**Task instructions**:
Return each line of the records below that contains the word "triangle".

**Records shown**:
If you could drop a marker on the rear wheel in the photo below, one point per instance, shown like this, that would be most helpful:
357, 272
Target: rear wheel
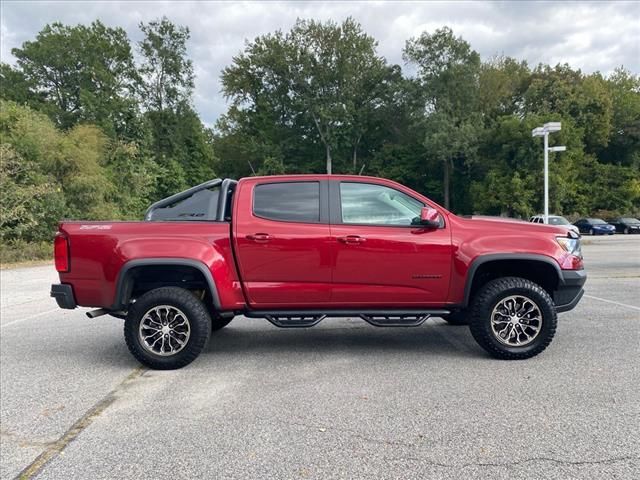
167, 328
513, 318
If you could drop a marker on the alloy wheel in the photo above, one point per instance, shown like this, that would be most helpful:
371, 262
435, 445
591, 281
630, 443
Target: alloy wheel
516, 321
164, 330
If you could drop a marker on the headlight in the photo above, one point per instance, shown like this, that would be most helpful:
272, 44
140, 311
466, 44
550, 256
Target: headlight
571, 245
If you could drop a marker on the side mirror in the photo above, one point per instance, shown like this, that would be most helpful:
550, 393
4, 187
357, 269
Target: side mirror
429, 217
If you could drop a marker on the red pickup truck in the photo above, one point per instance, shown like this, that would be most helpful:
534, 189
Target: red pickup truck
298, 248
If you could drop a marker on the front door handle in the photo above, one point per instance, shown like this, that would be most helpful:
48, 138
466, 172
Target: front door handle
259, 237
352, 239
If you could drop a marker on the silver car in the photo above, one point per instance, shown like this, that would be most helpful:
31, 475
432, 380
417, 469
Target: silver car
556, 220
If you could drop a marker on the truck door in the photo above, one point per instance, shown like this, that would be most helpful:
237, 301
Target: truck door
382, 257
282, 242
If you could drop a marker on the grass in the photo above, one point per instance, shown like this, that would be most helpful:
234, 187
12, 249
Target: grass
22, 254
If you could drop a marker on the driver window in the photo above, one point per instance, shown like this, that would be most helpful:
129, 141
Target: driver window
370, 204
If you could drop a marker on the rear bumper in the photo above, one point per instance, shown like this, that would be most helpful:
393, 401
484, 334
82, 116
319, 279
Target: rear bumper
63, 293
570, 290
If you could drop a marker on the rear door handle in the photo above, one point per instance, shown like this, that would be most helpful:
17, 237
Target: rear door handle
352, 239
259, 237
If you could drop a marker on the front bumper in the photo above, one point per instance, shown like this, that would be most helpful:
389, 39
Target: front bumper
570, 290
63, 293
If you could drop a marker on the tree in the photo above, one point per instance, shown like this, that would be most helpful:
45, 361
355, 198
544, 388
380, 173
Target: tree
448, 71
321, 82
166, 73
83, 73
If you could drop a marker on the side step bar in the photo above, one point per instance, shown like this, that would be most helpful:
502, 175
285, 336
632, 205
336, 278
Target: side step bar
380, 318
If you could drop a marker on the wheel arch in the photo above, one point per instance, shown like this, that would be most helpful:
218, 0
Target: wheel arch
127, 277
540, 269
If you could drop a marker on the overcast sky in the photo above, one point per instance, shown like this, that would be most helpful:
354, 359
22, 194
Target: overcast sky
587, 35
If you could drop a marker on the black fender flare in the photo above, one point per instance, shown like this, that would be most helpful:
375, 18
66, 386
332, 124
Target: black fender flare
492, 257
123, 284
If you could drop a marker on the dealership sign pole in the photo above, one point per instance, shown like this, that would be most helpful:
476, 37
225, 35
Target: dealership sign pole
544, 131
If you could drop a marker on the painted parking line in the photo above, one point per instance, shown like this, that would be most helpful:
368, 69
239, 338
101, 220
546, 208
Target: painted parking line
615, 303
24, 319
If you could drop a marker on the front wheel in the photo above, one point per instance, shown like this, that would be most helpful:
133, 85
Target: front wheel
513, 318
167, 328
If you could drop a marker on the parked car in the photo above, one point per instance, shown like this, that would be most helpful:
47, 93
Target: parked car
626, 224
555, 220
594, 226
294, 249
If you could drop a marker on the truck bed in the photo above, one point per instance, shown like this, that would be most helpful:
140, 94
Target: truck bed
100, 249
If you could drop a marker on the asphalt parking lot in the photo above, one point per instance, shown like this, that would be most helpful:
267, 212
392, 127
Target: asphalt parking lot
340, 400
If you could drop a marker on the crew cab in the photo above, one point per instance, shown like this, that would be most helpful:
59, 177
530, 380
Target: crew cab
295, 249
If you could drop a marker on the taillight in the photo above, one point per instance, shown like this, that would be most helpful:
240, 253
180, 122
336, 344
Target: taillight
61, 252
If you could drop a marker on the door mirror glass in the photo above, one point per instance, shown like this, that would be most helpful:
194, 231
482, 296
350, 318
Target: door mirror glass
429, 217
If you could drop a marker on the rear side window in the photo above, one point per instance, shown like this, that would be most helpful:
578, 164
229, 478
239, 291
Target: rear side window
288, 202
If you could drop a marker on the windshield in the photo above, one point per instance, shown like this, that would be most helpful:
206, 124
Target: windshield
558, 221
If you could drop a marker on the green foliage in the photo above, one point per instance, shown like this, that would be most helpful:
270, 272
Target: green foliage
166, 75
83, 73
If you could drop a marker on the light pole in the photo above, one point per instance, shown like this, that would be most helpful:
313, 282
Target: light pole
544, 131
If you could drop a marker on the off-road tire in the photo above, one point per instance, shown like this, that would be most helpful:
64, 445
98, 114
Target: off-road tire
489, 296
199, 324
461, 317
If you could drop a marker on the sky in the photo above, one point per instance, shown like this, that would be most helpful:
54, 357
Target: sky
591, 36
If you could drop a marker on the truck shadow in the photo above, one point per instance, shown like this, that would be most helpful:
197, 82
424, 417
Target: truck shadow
339, 336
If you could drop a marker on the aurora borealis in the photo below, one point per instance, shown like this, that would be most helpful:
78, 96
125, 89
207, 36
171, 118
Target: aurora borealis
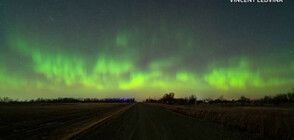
145, 48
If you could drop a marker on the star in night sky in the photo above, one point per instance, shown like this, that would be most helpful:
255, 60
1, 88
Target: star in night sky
131, 48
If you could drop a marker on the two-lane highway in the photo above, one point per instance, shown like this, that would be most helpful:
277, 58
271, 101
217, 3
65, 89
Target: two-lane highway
145, 122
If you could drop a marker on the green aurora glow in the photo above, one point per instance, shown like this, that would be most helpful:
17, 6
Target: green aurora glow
135, 61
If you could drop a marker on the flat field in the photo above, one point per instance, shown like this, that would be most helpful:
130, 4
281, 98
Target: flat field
51, 120
269, 120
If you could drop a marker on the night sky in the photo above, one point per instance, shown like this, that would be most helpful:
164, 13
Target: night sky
145, 48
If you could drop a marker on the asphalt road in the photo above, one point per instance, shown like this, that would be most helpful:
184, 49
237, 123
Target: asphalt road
144, 122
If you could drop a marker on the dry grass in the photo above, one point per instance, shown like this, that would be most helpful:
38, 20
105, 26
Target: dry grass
50, 121
273, 121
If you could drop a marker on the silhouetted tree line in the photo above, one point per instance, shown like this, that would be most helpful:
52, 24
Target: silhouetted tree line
69, 100
168, 98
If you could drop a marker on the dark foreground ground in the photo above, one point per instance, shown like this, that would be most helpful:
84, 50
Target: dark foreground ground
145, 122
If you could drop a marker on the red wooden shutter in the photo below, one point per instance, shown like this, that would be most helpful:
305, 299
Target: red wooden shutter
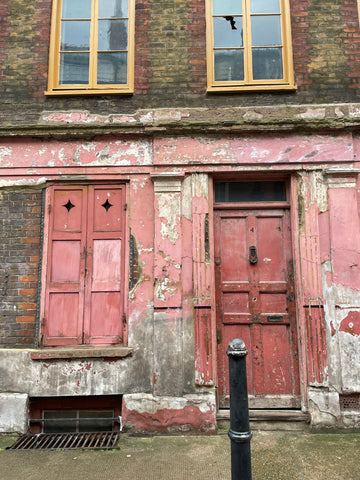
103, 304
84, 287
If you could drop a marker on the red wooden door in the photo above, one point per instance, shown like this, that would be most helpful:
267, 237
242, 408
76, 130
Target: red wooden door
84, 292
255, 302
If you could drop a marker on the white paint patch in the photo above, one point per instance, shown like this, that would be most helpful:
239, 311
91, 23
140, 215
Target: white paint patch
147, 403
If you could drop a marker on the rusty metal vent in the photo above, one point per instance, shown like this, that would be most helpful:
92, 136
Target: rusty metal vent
350, 402
67, 441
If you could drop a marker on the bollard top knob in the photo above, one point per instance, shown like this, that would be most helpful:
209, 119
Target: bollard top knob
237, 348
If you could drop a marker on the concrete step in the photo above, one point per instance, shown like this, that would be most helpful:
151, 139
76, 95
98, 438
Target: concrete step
280, 420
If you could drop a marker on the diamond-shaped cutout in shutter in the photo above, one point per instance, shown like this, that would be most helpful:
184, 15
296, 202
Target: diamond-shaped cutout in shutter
68, 206
107, 205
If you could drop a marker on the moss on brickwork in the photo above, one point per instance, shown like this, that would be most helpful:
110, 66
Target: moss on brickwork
20, 217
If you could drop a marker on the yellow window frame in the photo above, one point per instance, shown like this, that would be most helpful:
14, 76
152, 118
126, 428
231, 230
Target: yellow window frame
249, 84
54, 88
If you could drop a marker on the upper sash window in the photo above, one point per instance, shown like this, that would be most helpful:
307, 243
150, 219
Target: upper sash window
91, 48
249, 45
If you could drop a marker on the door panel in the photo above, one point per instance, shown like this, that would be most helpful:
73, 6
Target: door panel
254, 301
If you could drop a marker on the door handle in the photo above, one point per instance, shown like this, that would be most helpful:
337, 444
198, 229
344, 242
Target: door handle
252, 255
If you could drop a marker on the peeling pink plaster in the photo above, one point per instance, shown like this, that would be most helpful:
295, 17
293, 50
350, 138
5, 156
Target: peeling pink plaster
351, 324
345, 236
108, 150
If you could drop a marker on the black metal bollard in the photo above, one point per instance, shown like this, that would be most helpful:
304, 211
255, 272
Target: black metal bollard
239, 433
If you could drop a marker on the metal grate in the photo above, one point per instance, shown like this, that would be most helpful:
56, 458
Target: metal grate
350, 402
67, 441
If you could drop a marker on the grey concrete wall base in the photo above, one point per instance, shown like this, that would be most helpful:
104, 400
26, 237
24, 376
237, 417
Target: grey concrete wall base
324, 407
13, 412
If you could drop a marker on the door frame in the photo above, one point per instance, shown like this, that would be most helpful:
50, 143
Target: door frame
292, 204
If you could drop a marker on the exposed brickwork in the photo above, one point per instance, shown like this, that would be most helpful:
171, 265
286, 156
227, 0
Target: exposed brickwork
4, 32
20, 213
19, 52
169, 48
301, 45
170, 59
142, 48
40, 48
197, 50
328, 66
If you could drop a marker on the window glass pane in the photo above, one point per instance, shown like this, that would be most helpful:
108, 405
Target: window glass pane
76, 9
75, 35
265, 31
267, 64
264, 6
74, 69
112, 68
228, 32
113, 8
250, 191
113, 35
227, 7
229, 65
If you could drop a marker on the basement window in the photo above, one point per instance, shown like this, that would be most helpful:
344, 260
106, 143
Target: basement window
75, 415
61, 421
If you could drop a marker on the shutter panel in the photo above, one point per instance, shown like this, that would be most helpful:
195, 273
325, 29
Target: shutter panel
64, 298
103, 298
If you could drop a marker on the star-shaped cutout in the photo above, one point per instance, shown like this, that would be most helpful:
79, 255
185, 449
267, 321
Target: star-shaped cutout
107, 205
68, 206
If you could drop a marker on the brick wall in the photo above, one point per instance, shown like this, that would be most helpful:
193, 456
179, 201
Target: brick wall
20, 218
170, 63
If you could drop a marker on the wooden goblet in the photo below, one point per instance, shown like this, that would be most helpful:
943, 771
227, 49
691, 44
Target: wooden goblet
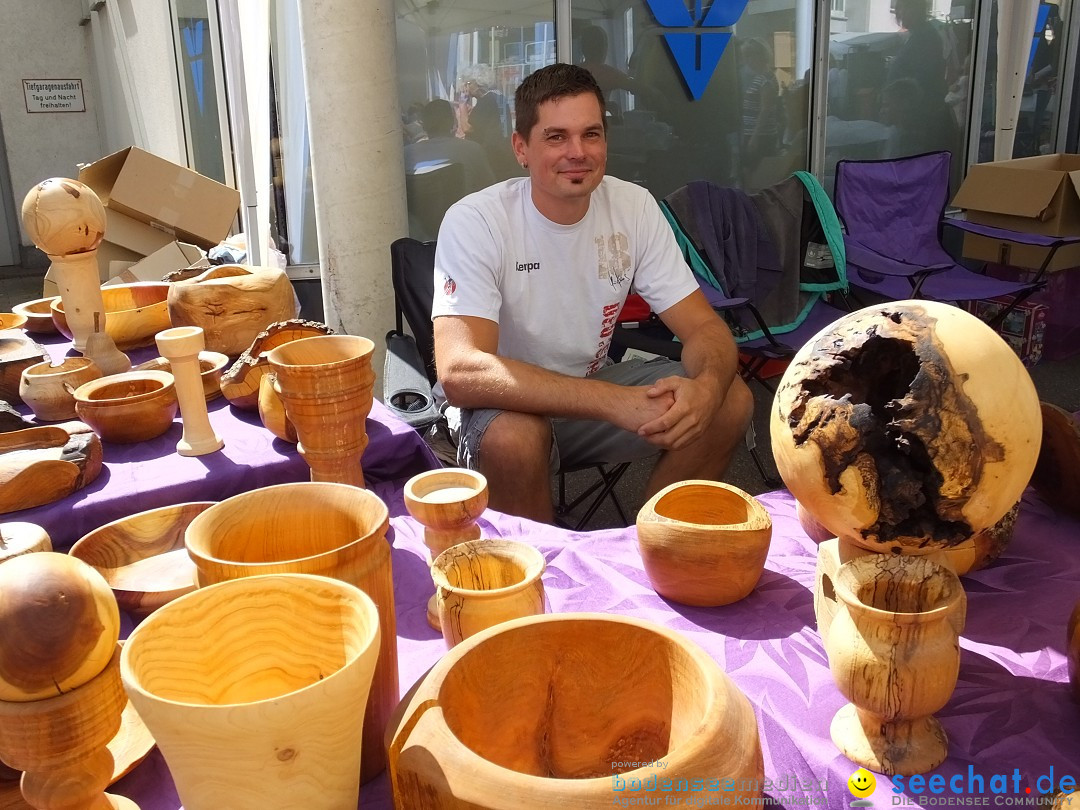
325, 383
447, 503
180, 347
893, 652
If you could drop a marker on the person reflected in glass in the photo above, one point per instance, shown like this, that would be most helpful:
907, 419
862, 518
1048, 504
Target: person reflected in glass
443, 146
761, 118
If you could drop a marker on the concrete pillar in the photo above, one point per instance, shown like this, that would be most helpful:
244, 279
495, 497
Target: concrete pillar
356, 160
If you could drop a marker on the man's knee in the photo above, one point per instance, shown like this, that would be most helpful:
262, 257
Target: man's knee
516, 437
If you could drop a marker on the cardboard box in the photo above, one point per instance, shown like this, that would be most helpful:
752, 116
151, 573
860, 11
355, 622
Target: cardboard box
1024, 328
1029, 257
163, 194
1039, 194
173, 256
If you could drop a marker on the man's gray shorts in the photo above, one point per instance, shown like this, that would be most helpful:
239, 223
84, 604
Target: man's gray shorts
577, 442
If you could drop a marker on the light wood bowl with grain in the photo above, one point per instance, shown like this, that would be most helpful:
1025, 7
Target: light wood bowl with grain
134, 313
143, 557
134, 406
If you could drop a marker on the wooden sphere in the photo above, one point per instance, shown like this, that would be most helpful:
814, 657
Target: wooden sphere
905, 426
64, 216
61, 624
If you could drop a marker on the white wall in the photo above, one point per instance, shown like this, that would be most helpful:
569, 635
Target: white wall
125, 57
44, 41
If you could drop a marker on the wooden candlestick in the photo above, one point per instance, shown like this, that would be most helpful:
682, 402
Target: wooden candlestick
447, 503
59, 672
325, 383
66, 219
180, 347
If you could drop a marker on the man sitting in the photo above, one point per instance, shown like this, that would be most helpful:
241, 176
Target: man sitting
530, 275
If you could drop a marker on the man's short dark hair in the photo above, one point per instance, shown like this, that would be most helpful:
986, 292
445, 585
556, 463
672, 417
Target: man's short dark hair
548, 83
437, 118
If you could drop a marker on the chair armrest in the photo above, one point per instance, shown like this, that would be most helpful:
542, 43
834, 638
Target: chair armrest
406, 389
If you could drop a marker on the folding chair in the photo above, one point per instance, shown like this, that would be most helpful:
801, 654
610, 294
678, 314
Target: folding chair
893, 213
409, 374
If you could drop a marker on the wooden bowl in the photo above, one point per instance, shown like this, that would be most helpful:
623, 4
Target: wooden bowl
127, 407
703, 542
547, 711
142, 556
134, 313
211, 366
253, 690
39, 314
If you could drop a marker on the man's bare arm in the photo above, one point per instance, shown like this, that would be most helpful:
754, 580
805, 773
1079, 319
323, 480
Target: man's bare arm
711, 360
473, 376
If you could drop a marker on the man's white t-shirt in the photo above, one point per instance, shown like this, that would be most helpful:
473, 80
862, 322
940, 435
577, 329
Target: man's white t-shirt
556, 289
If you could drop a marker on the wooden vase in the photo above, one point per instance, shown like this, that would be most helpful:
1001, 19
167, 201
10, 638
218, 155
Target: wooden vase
318, 528
66, 219
574, 711
241, 383
143, 556
893, 651
1072, 649
481, 583
447, 503
325, 383
232, 304
61, 744
48, 389
180, 347
255, 690
703, 542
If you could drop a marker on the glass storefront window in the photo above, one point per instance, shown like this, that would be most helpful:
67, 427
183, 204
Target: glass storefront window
899, 80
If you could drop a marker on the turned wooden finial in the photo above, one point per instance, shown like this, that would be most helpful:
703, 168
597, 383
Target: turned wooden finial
64, 217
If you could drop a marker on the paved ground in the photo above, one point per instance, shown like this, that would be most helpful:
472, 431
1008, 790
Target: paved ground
1057, 382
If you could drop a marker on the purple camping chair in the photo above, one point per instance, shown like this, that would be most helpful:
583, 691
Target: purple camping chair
892, 212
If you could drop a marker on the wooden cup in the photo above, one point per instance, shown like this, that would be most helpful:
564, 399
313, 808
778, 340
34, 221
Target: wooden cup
482, 583
255, 690
325, 383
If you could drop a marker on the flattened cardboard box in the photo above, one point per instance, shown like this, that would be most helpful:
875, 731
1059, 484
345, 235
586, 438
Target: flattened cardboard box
152, 190
1039, 194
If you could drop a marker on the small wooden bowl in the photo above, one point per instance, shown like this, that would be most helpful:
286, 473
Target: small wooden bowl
127, 407
134, 313
211, 366
142, 556
12, 320
39, 314
703, 542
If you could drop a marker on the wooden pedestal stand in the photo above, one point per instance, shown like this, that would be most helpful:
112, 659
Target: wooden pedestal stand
180, 347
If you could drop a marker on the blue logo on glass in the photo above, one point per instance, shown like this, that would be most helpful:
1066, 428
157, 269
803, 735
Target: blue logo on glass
697, 53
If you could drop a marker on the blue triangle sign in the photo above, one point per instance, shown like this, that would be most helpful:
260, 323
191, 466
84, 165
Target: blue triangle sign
697, 56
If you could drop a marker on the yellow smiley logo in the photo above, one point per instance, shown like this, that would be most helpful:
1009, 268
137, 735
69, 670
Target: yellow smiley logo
862, 783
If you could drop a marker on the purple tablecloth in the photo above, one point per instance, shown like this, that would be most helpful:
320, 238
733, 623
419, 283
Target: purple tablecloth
149, 474
1011, 713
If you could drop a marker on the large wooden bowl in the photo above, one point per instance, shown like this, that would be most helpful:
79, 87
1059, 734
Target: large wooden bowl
142, 556
572, 711
703, 542
127, 407
134, 313
211, 367
39, 315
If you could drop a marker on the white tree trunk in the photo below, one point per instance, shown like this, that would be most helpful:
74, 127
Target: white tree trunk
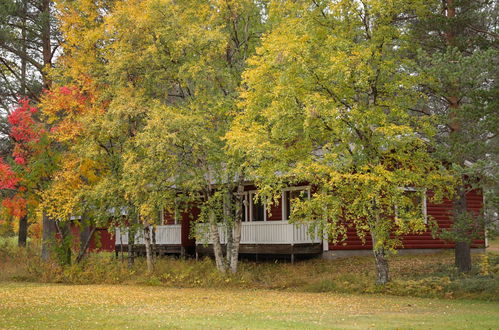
236, 236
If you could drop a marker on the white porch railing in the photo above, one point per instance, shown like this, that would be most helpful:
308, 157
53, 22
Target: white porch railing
265, 232
167, 235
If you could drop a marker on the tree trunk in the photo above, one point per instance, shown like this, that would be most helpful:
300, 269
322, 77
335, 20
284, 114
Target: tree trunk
131, 242
153, 243
462, 250
24, 42
48, 237
23, 231
217, 247
46, 42
462, 253
85, 238
64, 250
147, 240
237, 230
227, 208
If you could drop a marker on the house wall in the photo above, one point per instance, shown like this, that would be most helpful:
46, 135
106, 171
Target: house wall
441, 213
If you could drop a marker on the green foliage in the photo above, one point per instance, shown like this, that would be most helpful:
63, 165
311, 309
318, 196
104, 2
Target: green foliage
328, 101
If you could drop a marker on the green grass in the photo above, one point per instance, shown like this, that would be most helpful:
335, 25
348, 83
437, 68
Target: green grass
118, 306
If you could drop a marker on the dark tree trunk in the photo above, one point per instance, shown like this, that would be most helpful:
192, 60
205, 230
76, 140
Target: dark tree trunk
217, 247
382, 270
85, 237
48, 237
131, 242
462, 250
462, 253
63, 228
23, 231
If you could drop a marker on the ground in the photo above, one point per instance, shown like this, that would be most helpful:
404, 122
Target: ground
30, 305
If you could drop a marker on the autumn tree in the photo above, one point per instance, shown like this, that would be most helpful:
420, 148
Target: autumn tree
457, 53
326, 102
31, 162
188, 73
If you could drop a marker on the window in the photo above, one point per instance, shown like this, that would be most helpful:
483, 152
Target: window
290, 194
244, 207
416, 202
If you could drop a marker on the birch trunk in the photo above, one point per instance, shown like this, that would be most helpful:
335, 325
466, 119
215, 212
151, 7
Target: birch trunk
85, 242
462, 251
234, 261
382, 269
23, 231
147, 240
217, 247
131, 242
48, 237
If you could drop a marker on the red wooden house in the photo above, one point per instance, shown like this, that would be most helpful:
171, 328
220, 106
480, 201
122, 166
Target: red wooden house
266, 230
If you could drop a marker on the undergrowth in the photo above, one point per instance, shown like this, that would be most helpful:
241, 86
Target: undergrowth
417, 276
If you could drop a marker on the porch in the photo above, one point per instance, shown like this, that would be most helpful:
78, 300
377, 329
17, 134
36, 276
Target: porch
265, 237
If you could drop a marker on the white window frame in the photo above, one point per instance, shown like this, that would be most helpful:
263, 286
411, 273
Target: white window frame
251, 194
424, 207
285, 216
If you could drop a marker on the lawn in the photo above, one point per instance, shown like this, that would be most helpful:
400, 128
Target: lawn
31, 305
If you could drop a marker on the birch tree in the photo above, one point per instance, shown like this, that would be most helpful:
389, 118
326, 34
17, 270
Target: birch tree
327, 102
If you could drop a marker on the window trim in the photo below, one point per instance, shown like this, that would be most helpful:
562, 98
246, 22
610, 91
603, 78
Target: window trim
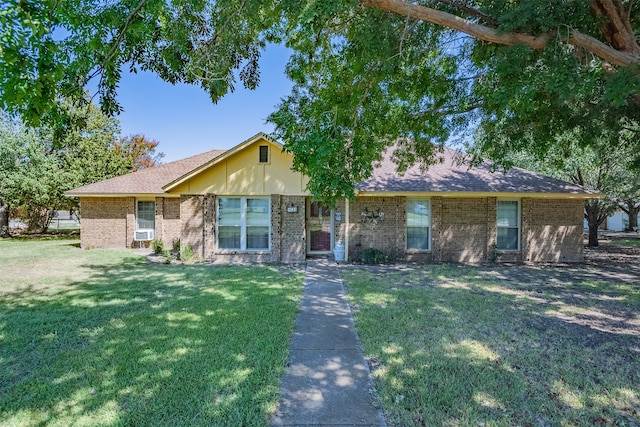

**Task result**:
If you could drop a marker on the blue triangle sign in the photo above, one point per instance, shown like this, that would be most helpful:
Target: blue triangle sign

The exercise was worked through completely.